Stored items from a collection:
►

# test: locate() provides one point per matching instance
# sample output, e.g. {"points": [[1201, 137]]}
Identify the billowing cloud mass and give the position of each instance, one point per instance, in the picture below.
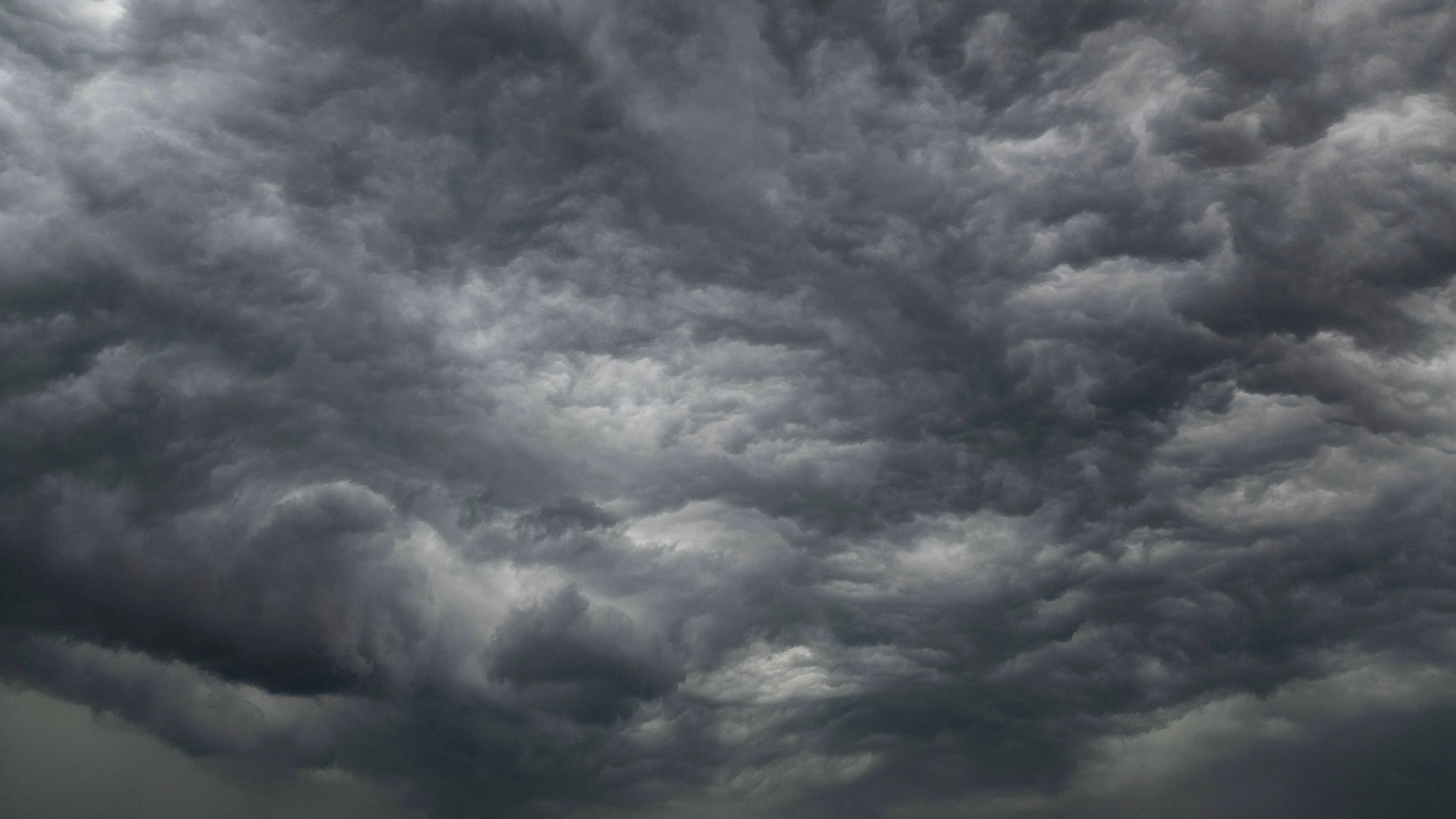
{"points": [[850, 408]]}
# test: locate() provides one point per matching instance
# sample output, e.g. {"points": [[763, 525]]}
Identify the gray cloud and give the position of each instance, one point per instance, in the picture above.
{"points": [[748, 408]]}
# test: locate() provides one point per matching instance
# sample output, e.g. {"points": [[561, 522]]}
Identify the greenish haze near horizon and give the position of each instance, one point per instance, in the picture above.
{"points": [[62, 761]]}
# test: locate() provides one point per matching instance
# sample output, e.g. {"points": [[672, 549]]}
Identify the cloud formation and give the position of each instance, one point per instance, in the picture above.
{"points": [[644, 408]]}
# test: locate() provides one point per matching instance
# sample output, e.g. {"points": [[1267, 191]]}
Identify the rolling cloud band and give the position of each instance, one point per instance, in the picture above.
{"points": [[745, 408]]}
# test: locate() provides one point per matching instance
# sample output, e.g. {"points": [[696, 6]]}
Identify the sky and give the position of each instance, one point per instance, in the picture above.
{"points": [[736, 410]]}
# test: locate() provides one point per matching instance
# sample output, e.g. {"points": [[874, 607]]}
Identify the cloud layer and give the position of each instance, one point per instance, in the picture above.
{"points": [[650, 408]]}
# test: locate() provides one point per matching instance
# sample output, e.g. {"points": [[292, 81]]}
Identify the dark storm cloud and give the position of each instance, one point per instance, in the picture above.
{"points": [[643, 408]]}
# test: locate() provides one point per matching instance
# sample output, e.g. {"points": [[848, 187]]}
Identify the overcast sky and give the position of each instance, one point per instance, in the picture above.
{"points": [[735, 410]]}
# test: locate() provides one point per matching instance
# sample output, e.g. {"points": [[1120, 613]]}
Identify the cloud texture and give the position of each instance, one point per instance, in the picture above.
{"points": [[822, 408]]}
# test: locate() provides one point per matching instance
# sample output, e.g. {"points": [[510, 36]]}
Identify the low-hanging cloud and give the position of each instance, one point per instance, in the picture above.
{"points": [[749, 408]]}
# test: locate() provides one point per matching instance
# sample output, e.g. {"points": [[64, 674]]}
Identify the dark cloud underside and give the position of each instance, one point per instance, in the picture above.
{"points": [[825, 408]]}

◄
►

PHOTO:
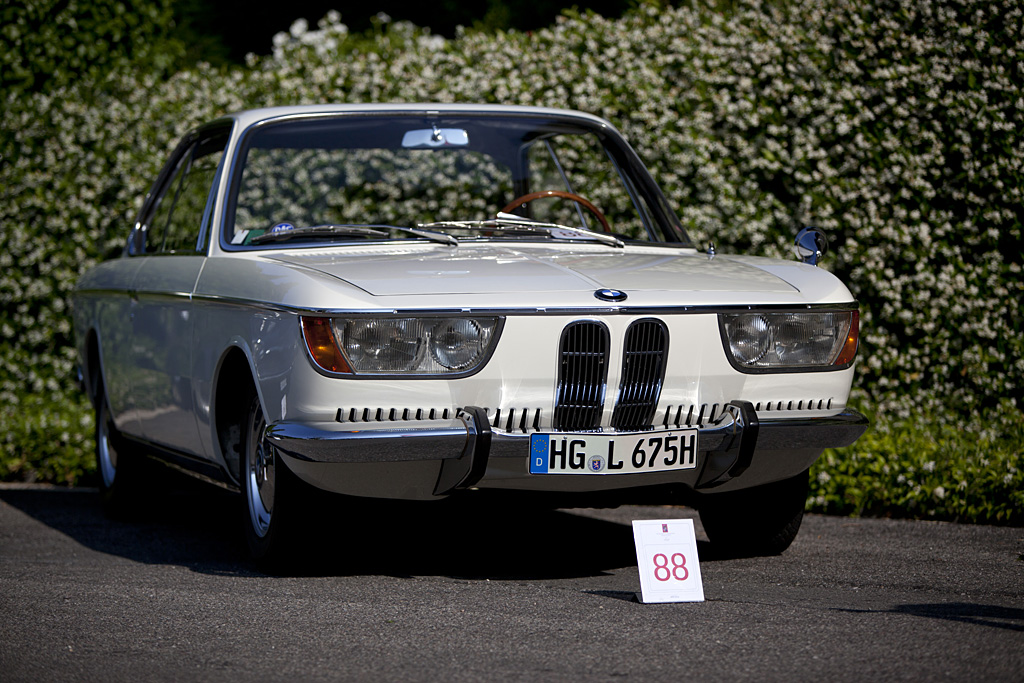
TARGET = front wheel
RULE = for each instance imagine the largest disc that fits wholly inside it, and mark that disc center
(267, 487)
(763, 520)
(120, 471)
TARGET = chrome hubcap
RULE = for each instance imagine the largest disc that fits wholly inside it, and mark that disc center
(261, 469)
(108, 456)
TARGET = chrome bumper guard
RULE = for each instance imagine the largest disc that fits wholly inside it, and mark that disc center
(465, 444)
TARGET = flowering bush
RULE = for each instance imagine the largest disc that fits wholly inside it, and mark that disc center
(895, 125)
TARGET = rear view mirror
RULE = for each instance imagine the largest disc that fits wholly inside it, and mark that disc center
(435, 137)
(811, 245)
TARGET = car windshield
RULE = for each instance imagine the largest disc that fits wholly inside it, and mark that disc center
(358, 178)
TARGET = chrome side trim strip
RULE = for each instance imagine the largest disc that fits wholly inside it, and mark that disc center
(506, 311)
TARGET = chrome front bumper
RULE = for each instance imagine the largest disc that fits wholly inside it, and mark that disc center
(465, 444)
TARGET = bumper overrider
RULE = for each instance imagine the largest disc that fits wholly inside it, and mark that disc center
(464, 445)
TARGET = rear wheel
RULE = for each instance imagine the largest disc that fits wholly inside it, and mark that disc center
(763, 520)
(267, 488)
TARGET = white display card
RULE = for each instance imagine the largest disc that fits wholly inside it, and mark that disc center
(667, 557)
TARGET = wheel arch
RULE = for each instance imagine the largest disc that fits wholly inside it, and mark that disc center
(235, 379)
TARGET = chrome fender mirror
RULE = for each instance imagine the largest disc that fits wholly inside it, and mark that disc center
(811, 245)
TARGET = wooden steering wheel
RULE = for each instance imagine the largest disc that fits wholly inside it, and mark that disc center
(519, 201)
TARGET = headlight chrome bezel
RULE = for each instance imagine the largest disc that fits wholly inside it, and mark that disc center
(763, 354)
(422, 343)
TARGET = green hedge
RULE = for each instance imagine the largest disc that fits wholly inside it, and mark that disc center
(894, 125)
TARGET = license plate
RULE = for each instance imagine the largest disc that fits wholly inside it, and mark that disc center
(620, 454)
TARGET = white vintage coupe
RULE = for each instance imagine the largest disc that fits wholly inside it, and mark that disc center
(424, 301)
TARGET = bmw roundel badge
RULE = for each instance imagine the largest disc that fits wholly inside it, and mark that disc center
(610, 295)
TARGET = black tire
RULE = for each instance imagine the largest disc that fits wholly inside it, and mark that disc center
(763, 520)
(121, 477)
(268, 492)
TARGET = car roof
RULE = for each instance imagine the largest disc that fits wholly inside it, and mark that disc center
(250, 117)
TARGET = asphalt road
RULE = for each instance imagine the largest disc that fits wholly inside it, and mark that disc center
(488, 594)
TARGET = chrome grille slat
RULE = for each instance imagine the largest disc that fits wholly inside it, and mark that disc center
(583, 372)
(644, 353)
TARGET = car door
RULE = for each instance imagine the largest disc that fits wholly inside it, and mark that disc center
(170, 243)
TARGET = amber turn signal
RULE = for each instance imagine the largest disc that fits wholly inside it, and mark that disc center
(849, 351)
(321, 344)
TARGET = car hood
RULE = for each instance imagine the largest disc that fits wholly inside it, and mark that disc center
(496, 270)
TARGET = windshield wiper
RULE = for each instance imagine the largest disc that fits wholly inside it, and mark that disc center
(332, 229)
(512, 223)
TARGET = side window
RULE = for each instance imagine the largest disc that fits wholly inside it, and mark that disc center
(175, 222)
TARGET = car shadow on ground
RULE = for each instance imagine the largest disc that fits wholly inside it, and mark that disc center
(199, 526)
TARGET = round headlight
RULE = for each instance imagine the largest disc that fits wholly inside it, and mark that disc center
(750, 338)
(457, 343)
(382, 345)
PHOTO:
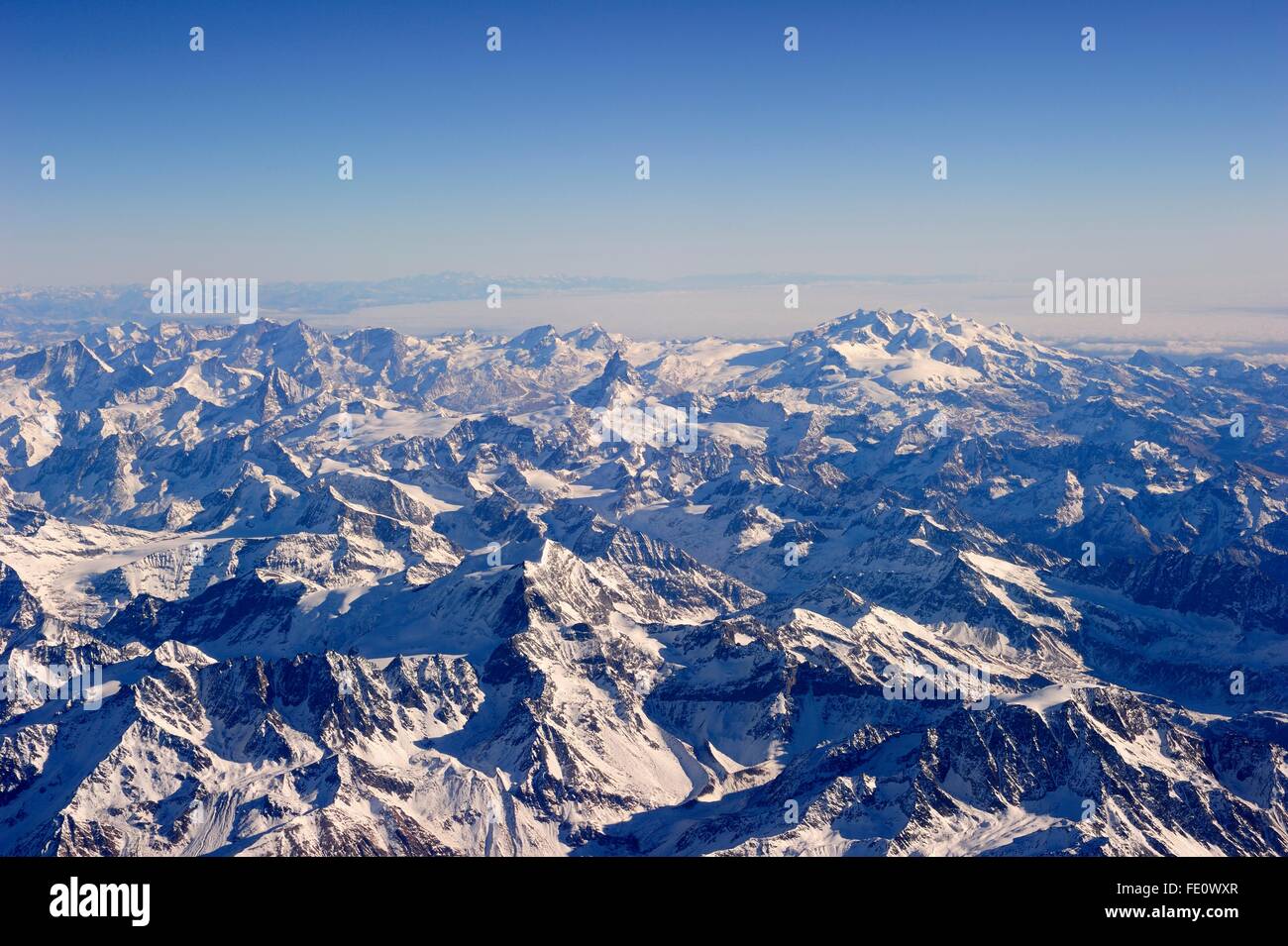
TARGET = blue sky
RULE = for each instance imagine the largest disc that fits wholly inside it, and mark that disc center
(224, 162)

◄

## About this task:
Among the records above, find each line holding the string "front" and pull it out.

## Task output:
TARGET = front wheel
TARGET = chrome front bumper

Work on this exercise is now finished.